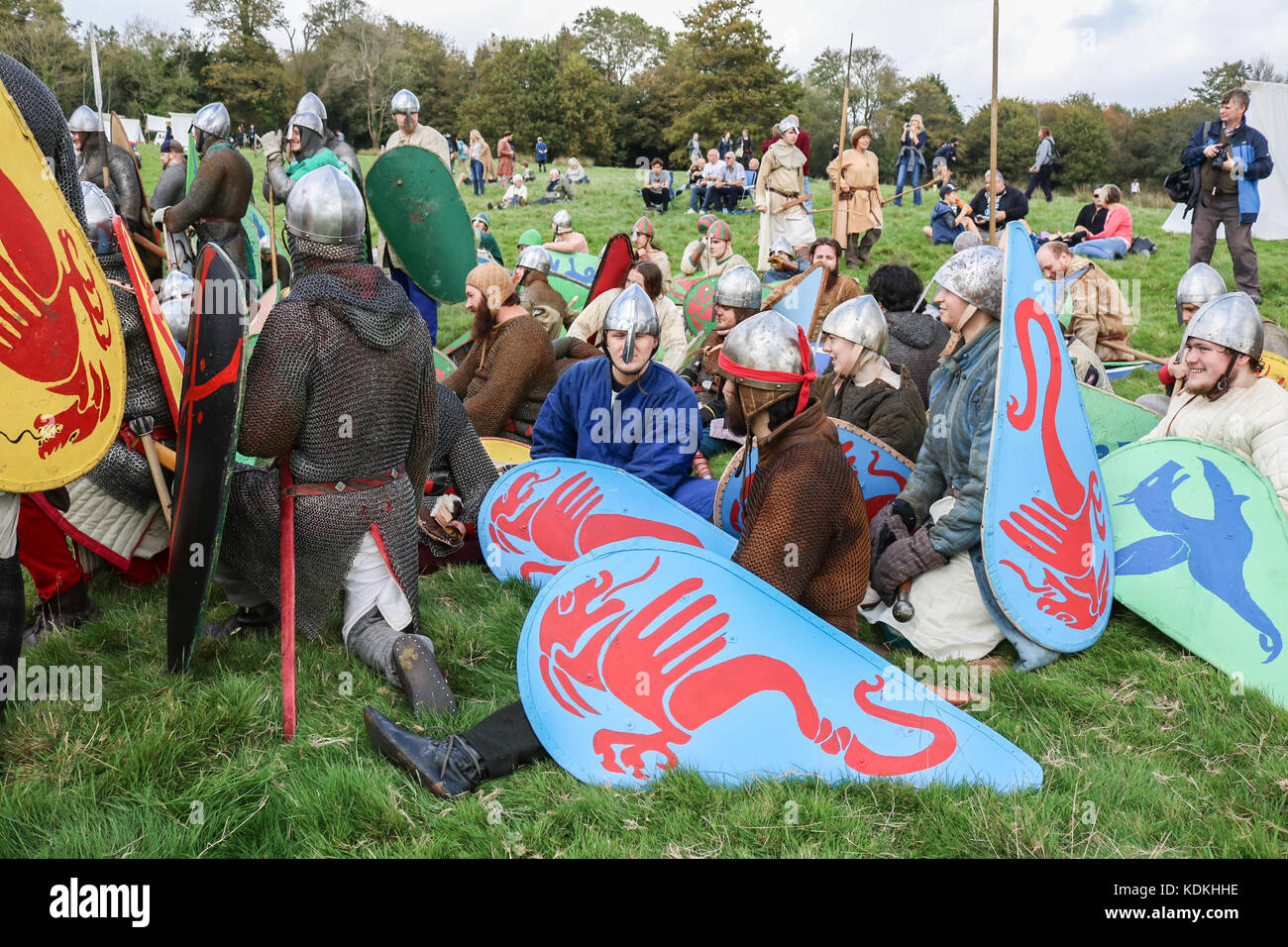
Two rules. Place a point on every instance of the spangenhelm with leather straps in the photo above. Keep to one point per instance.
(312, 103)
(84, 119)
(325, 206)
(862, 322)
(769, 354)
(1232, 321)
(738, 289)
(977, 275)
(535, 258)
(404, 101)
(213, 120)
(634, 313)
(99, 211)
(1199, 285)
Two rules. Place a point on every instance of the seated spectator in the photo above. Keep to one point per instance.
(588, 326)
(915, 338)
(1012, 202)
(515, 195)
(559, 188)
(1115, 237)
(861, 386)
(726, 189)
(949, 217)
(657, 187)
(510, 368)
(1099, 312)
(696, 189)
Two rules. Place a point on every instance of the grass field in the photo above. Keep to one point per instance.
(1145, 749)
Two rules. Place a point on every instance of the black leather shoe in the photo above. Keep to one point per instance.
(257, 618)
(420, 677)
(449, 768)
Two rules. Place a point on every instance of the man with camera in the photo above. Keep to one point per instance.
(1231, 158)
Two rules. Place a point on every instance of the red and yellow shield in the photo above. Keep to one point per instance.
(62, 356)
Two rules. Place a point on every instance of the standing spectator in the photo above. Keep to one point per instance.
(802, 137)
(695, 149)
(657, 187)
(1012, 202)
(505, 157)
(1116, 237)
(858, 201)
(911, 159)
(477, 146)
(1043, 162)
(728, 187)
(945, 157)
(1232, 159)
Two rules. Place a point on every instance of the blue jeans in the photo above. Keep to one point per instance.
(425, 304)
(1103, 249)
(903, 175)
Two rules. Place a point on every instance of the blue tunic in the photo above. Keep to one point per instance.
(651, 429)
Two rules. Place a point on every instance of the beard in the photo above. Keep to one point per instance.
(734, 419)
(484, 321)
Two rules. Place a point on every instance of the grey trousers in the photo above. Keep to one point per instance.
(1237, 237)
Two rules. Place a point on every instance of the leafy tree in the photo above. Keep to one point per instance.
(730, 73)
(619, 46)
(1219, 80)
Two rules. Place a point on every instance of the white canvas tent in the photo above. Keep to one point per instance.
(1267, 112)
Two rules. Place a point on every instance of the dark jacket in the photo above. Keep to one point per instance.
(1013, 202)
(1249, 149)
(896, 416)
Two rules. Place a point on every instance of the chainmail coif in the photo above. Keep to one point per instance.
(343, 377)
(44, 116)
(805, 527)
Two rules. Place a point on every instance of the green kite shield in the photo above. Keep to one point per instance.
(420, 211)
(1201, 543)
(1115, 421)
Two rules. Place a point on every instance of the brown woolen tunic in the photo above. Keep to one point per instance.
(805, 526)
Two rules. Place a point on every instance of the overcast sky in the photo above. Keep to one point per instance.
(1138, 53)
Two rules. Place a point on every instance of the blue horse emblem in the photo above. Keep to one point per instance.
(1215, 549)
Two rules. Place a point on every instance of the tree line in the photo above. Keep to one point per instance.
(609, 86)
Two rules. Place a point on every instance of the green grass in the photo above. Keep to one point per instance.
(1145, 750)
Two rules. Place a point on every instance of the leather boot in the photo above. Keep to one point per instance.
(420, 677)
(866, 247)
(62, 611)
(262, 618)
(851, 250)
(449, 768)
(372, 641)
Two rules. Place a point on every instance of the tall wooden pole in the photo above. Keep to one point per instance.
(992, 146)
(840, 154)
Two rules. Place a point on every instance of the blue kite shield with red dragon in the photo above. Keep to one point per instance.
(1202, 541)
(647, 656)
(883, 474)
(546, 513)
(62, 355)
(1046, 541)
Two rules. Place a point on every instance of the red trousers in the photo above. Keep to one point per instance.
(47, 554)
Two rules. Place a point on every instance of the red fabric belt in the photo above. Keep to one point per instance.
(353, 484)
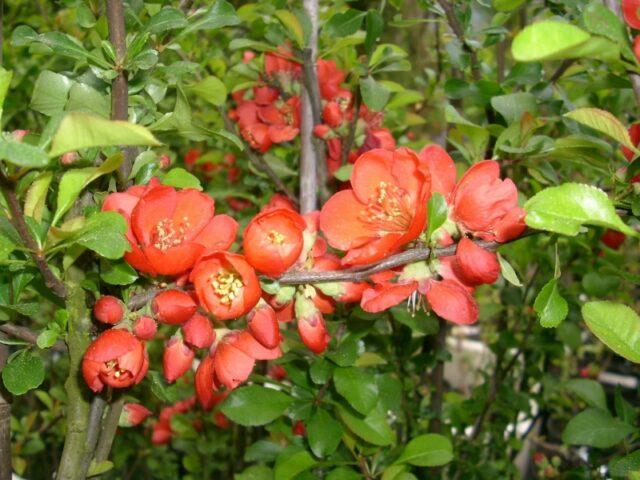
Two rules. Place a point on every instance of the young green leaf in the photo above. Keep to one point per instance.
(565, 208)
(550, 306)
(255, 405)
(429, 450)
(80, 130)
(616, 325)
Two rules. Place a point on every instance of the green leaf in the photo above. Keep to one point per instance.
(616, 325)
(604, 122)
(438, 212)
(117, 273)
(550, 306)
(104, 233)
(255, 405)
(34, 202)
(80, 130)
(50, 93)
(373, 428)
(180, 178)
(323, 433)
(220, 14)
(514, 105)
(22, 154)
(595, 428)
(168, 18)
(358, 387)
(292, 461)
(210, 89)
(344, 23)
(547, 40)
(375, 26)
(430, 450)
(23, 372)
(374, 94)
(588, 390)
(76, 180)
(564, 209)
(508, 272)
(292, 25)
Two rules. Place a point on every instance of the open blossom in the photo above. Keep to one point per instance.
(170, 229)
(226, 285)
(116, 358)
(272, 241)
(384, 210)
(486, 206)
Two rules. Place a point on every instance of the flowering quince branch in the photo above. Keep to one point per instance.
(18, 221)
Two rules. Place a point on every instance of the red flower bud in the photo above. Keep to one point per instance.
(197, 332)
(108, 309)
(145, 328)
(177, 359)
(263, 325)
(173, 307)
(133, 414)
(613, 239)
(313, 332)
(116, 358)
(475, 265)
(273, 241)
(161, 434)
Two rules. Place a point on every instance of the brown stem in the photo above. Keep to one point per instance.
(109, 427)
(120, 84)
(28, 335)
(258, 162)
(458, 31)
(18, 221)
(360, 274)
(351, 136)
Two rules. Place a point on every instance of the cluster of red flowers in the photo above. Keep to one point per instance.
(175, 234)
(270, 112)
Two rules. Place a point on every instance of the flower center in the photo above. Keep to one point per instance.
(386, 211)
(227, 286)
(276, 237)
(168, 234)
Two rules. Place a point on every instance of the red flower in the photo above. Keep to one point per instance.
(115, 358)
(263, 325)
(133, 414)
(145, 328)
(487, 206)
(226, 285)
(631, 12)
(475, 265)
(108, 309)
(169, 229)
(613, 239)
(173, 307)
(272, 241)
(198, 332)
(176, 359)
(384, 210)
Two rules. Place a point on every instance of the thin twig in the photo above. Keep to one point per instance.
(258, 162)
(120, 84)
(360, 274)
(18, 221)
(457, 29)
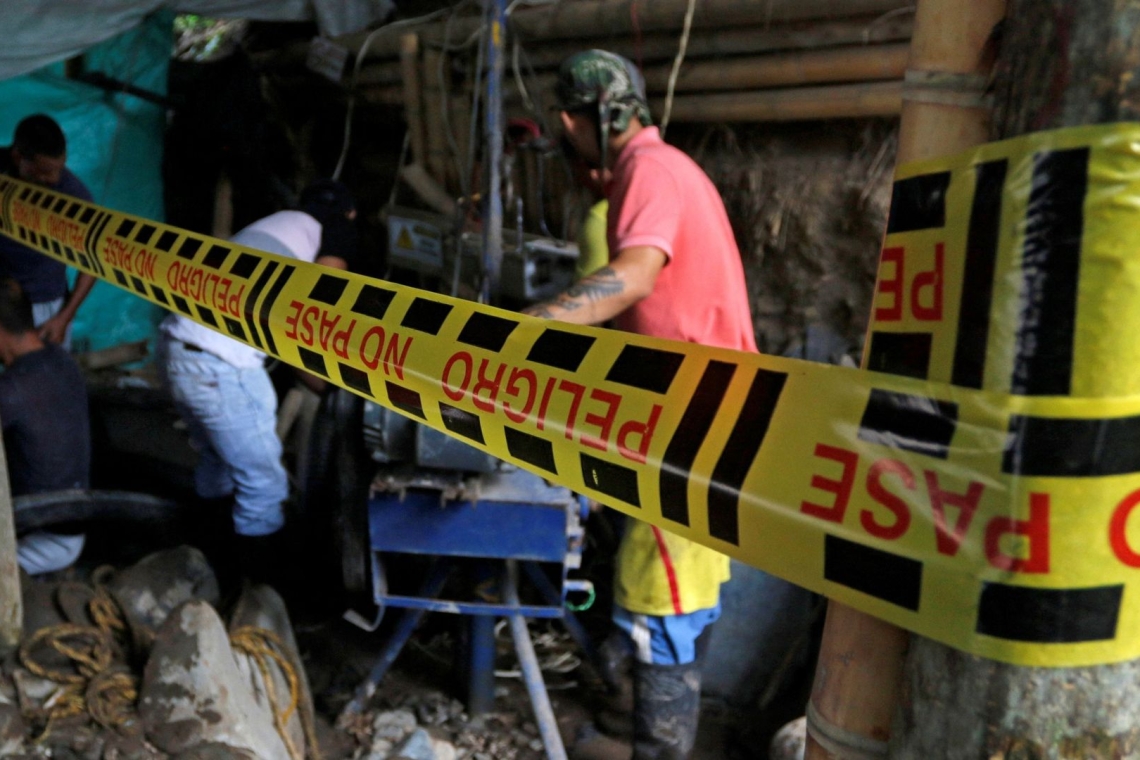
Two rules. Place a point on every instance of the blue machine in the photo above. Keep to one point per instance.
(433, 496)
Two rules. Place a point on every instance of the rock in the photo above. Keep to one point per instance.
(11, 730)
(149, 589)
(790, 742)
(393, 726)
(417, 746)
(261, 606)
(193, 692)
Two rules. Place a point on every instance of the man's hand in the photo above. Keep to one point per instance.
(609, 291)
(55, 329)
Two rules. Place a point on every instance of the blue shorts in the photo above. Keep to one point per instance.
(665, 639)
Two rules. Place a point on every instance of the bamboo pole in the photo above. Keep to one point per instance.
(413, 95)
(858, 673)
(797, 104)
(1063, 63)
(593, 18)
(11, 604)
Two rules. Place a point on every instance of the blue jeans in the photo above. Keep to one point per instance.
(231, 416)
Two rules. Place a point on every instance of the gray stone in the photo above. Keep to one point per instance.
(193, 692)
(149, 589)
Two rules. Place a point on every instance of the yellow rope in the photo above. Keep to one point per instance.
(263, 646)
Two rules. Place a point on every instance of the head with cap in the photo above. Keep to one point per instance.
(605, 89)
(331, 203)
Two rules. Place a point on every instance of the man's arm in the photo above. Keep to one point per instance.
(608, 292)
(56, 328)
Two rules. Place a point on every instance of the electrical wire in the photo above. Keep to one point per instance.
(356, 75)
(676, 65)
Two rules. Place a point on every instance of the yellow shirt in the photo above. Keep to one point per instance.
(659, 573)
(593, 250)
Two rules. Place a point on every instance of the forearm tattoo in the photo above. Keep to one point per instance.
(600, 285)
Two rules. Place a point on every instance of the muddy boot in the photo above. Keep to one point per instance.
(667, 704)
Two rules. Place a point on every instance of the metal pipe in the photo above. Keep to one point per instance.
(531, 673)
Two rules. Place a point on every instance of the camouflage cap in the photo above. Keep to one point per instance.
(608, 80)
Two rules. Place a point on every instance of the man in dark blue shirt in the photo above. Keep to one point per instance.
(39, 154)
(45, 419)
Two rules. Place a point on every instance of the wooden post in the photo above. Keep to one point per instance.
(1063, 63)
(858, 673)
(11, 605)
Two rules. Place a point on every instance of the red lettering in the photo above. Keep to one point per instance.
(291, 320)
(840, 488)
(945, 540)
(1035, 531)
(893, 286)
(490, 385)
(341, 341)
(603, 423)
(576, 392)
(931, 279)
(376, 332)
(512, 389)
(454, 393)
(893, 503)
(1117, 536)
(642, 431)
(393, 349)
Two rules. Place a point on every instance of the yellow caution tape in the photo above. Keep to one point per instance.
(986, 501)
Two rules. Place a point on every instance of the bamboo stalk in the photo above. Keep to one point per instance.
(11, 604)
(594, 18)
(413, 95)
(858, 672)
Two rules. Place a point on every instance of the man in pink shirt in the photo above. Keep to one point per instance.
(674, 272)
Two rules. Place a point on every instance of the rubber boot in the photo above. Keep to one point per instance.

What you need to do:
Please copy the material from its start through the line with "(1237, 237)", requests included, and raise every coordinate in the answers by 34. Leave the pictures out.

Task response:
Two rules. Place a point on every instance of the spangenhelm with leather straps in the photo above. Keep to one point per instance.
(346, 137)
(118, 153)
(359, 240)
(896, 356)
(803, 388)
(1266, 355)
(772, 323)
(1011, 309)
(569, 292)
(438, 135)
(247, 154)
(668, 347)
(133, 245)
(1233, 319)
Two rules. Place a point on every instance of the seated spectator in the photo above. Keep to one point per instance.
(622, 360)
(949, 372)
(1046, 236)
(549, 229)
(593, 222)
(1149, 271)
(895, 420)
(760, 223)
(983, 251)
(691, 221)
(544, 402)
(1133, 346)
(730, 223)
Two rules. Place a point on every instance of the grass field in the photo above. Keep to one point per instance.
(1179, 783)
Two rules. Place a point on every instance of the black leather shoe in the photo above. Keep to one point per instance.
(291, 652)
(454, 711)
(483, 802)
Two rules. Place a point on every instance of the man with camera in the photo above. Keep to one point per instance.
(1265, 192)
Two rules. Place a point on every instance of the red and yellow shield in the photo above. Keep to one point per instance.
(96, 390)
Two rules. Place a point on every instance of the standing spectator in the photo above. Keep to one point per instance.
(836, 171)
(729, 183)
(691, 221)
(1046, 236)
(539, 191)
(1150, 271)
(892, 235)
(945, 193)
(511, 180)
(1077, 196)
(762, 221)
(979, 191)
(1266, 193)
Two rules. Place a point on every instance of the blue jeans in the photo above. Keep to one point per instance.
(459, 338)
(1137, 283)
(937, 209)
Two rules. Place a point on every instance of the blue tunic in the photo above. Keep to one point per instance.
(685, 463)
Two rules. Place a point on every instance of the beard in the photo above. Keep to one point per instance.
(768, 453)
(518, 355)
Two rules. Place a point on every instance of the grey trousers in the photo above. Keep to one point per instance.
(1271, 271)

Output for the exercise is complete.